▶ [WORK REQUIRED] Please pick out every line of the entries below that contains the word "ground" and copy each one. Treat case as significant.

==*==

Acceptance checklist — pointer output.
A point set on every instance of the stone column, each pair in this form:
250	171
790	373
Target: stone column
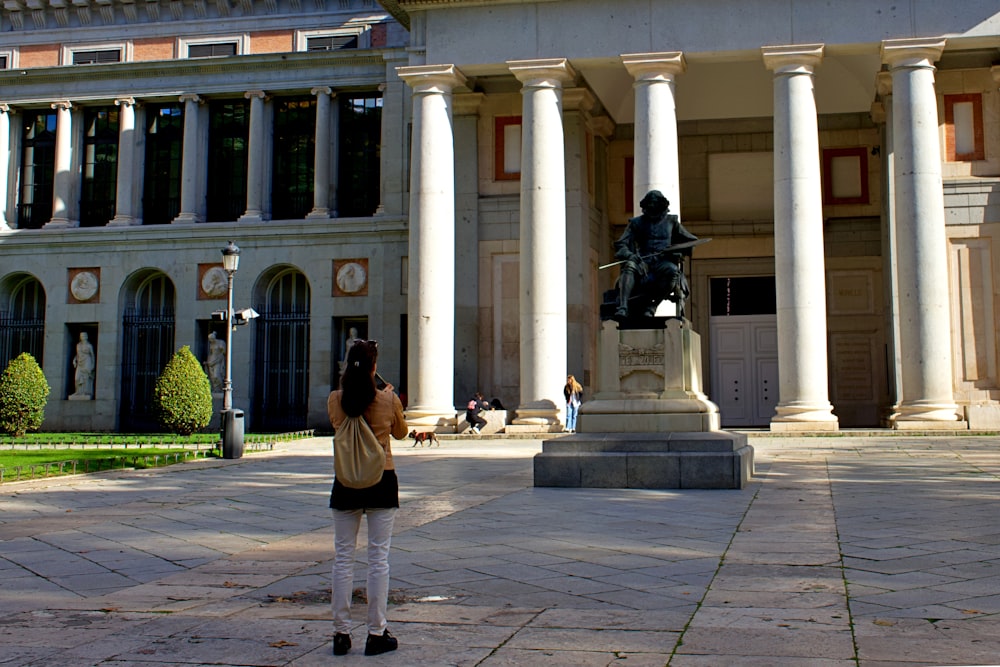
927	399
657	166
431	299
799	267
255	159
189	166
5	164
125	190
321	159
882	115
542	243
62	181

==*==

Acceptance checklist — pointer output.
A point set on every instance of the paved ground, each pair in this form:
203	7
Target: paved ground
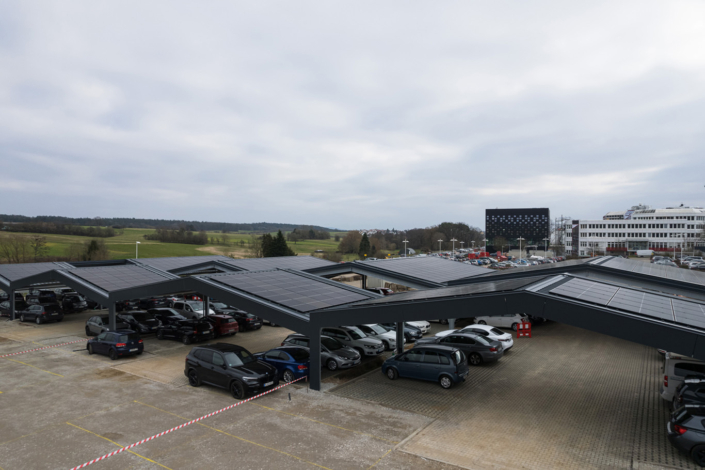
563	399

==*==

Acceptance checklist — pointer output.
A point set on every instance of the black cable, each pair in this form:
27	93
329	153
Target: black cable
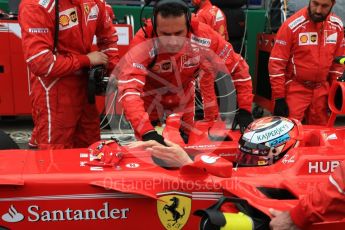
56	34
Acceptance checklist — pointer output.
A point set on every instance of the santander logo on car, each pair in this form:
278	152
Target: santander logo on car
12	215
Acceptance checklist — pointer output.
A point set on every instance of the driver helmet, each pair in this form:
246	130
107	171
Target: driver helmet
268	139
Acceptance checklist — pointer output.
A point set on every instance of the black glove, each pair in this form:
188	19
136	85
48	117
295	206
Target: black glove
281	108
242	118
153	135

==*==

▶ [THE ANSWER]
A point set on every instance of the paved ground, each pair in this form:
Target: paved ground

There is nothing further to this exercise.